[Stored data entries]
--
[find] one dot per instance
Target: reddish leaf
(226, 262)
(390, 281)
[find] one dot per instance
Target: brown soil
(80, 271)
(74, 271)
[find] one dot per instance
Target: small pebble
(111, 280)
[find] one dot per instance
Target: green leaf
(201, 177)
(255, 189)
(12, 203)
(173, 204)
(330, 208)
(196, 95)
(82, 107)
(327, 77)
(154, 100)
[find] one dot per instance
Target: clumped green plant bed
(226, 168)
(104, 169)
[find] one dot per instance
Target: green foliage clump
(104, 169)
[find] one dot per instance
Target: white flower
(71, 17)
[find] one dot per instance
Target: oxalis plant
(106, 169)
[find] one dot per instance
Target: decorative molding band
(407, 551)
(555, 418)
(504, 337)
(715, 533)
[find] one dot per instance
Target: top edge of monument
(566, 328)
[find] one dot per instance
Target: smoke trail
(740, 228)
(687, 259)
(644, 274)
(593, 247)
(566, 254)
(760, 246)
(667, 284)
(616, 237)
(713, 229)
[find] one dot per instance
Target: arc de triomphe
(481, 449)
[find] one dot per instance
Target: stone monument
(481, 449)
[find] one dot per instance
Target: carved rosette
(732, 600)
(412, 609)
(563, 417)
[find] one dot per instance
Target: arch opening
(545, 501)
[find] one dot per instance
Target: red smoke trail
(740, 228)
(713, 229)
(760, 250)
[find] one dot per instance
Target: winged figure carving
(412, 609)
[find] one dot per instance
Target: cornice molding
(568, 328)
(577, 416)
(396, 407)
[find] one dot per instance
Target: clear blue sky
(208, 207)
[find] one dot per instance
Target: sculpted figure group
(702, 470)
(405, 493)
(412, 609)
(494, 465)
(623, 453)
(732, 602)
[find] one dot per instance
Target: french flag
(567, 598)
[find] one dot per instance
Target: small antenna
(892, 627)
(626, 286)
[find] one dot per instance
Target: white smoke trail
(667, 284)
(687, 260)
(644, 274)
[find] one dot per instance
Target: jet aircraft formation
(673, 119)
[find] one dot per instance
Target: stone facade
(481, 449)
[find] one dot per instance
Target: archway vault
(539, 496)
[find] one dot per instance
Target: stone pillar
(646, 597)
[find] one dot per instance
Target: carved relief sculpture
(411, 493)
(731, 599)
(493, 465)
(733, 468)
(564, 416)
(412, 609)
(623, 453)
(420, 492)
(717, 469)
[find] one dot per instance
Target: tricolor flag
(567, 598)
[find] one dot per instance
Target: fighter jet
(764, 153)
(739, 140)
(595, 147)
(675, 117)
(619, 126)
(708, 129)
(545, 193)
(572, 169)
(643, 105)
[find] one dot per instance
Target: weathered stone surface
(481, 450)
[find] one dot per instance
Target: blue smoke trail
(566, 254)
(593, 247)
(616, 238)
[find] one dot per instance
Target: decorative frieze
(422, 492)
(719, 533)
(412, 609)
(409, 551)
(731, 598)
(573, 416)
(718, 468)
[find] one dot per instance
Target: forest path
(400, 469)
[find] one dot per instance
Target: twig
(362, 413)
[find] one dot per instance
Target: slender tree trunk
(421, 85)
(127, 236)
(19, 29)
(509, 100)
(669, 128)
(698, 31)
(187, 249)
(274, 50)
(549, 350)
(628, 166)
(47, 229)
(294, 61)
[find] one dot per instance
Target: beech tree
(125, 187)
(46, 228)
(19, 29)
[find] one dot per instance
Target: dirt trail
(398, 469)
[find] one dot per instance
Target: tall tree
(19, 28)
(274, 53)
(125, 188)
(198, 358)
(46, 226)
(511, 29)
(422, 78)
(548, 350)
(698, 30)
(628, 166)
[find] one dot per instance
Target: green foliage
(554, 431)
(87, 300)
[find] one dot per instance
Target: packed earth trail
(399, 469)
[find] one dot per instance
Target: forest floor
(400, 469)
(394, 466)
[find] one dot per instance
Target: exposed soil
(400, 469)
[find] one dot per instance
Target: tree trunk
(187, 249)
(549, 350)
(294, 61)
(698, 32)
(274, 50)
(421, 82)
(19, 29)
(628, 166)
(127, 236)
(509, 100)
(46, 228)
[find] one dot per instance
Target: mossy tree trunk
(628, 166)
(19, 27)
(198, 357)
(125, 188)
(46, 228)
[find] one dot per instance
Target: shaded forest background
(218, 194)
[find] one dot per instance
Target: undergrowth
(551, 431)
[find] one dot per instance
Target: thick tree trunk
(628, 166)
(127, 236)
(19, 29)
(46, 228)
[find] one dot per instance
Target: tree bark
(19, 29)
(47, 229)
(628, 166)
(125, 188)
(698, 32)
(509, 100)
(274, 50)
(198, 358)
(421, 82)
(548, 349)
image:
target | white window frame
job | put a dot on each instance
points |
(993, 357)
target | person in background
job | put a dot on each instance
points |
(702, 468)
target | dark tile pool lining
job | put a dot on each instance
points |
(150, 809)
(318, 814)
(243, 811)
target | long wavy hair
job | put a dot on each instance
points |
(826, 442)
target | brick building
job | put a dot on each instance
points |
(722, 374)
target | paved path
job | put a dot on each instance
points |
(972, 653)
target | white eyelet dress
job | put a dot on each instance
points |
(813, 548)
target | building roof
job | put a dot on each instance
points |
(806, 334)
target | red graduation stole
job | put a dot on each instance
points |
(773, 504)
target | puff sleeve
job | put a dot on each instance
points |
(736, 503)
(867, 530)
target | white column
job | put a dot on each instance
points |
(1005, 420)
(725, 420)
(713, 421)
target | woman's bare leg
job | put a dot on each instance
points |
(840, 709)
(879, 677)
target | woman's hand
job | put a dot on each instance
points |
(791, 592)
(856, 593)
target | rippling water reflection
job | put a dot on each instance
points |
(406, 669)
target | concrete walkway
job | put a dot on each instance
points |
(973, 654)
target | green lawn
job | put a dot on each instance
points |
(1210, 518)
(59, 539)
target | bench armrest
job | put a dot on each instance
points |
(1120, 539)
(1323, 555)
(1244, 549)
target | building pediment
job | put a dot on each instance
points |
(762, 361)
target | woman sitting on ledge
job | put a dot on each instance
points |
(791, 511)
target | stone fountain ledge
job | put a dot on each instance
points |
--
■ **Your assignment**
Every record above has to appear again, word for word.

■ **Exercise response**
[find] one dot per instance
Target: reddish leaf
(226, 262)
(390, 281)
[find] one dot per instance
Target: brown soil
(80, 271)
(74, 271)
[find] one dot per instance
Target: small pebble
(111, 280)
[find] one dot per instance
Target: green leaf
(201, 177)
(255, 189)
(12, 203)
(173, 204)
(330, 208)
(196, 95)
(82, 107)
(327, 77)
(154, 100)
[find] one dot per instance
Target: clumped green plant bed
(226, 168)
(104, 169)
[find] one dot per instance
Target: green foliage clump
(104, 169)
[find] one dot per instance
Target: white flower
(71, 17)
[find] one dot per instance
Target: oxalis plant
(106, 169)
[find] one dot per instance
Target: decorative molding band
(407, 551)
(555, 418)
(504, 337)
(715, 533)
[find] one dot per instance
Target: top edge of monument
(566, 328)
[find] one dot per instance
Target: smoke trail
(740, 228)
(687, 259)
(644, 274)
(593, 247)
(566, 254)
(760, 246)
(667, 284)
(616, 237)
(713, 229)
[find] one dot per instance
Target: arc de triomphe
(481, 449)
[find] one dot per instance
Target: stone monument
(481, 449)
[find] one dot per instance
Target: carved rosette
(732, 600)
(412, 609)
(563, 417)
[find] one dot per instance
Target: arch opening
(545, 501)
[find] one dot per instance
Target: red smoke trail
(740, 228)
(713, 229)
(760, 250)
[find] one dot per instance
Target: winged figure carving
(412, 609)
[find] one dot per instance
Target: cornice molding
(568, 328)
(577, 416)
(396, 407)
[find] one dot per instance
Target: clear blue sky
(208, 207)
[find] one dot per instance
Target: sculpted figure group
(702, 470)
(405, 493)
(412, 609)
(494, 465)
(623, 453)
(732, 602)
[find] one dot per instance
Target: french flag
(567, 598)
[find] one dot per instance
Target: small antenna
(892, 627)
(626, 286)
[find] one dot per instance
Target: white smoke trail
(667, 284)
(687, 260)
(644, 274)
[find] one dot per instance
Target: jet aircraft formation
(673, 119)
[find] one dot per instance
Target: stone facade
(481, 449)
[find] one dot per instance
Target: archway vault
(539, 496)
[find] one dot per instance
Target: stone pillar
(646, 597)
[find] one dot per instance
Target: carved relief sculpture
(411, 493)
(731, 599)
(493, 465)
(733, 468)
(564, 416)
(412, 609)
(623, 453)
(420, 492)
(717, 469)
[find] one dot per instance
Target: tricolor flag
(567, 598)
[find] one dot per instance
Target: fighter jet
(764, 153)
(739, 140)
(595, 147)
(675, 117)
(619, 126)
(708, 129)
(545, 193)
(572, 169)
(643, 105)
[find] one dot per instance
Target: weathered stone surface
(481, 450)
[find] one dot per instance
Target: blue smoke trail
(566, 254)
(593, 247)
(616, 238)
[find] one dot per instance
Target: decorative frieze
(422, 492)
(719, 533)
(412, 609)
(409, 551)
(731, 598)
(573, 416)
(718, 468)
[find] one dot per instance
Target: forest path
(400, 469)
[find] one dot per instance
Target: twig
(362, 413)
[find] one dot per instance
Target: slender tree trunk
(421, 85)
(127, 236)
(19, 29)
(509, 100)
(669, 128)
(698, 31)
(187, 249)
(274, 50)
(549, 350)
(628, 166)
(47, 229)
(294, 61)
[find] one dot per instance
Target: beech tree
(125, 187)
(46, 228)
(19, 29)
[find] one dot per instance
Target: dirt trail
(398, 469)
[find] one dot per instance
Target: tall tree
(19, 28)
(274, 53)
(125, 188)
(198, 358)
(46, 226)
(511, 29)
(422, 78)
(548, 350)
(698, 30)
(628, 166)
[find] one dot per instance
Target: green foliage
(554, 431)
(87, 300)
[find] one dot per instance
Target: packed earth trail
(399, 469)
[find] one dot per instance
Target: forest floor
(400, 469)
(394, 466)
[find] one dot per instance
Target: exposed soil
(400, 469)
[find] one dot per instance
Target: tree trunk
(187, 249)
(549, 350)
(294, 61)
(698, 32)
(274, 50)
(421, 82)
(19, 29)
(628, 166)
(127, 236)
(509, 100)
(46, 228)
[find] one dot per instance
Target: mossy tree trunk
(628, 166)
(19, 27)
(198, 357)
(125, 188)
(46, 228)
[find] one dot per instance
Target: shaded forest background
(218, 194)
[find] one dot per instance
Target: undergrowth
(551, 431)
[find] one dot per instance
Target: thick tree trunk
(628, 166)
(127, 236)
(19, 29)
(46, 228)
[find] one dot per instance
Target: tree bark
(19, 29)
(47, 229)
(628, 166)
(125, 188)
(698, 32)
(509, 100)
(274, 50)
(198, 358)
(421, 82)
(548, 349)
image:
target | white window frame
job | put a dot on each instance
points |
(993, 357)
target | person in background
job | put a dot on each instance
points |
(702, 468)
target | dark tile pool lining
job | put a dot on each instance
points |
(150, 809)
(318, 814)
(243, 811)
target | long wavy hair
job | put a dot on each instance
points |
(826, 442)
target | brick building
job | put a dot on each instance
points |
(722, 374)
target | paved path
job | put a dot on each instance
points |
(972, 653)
target | white eyelet dress
job | put a dot on each instance
points |
(813, 548)
target | building roof
job | put a dot on each instance
points |
(806, 334)
target | red graduation stole
job | put a dot on each instance
points |
(773, 504)
target | puff sleeve
job | put a dot on each instance
points |
(736, 503)
(867, 530)
target | white column
job | put a dot on each instance
points |
(1005, 420)
(725, 420)
(713, 421)
target | woman's bare leg
job | put a dot on each instance
points |
(840, 709)
(879, 677)
target | woman's hand
job | put a dot on each instance
points |
(791, 592)
(856, 593)
target | rippling water reflection
job | put a dot on each instance
points |
(406, 669)
target | concrete walkway
job | put a dot on each instance
points |
(973, 654)
target | green lawn
job | put a dot on each instance
points |
(1210, 518)
(59, 539)
target | bench armrest
job | put a dot on each instance
points |
(1120, 539)
(1323, 555)
(1244, 549)
target | building pediment
job | put a dot on each instance
points |
(762, 361)
target | woman sitting on ledge
job | put a dot on each instance
points |
(791, 511)
target | stone fountain ledge
job | put a dot on each instance
points |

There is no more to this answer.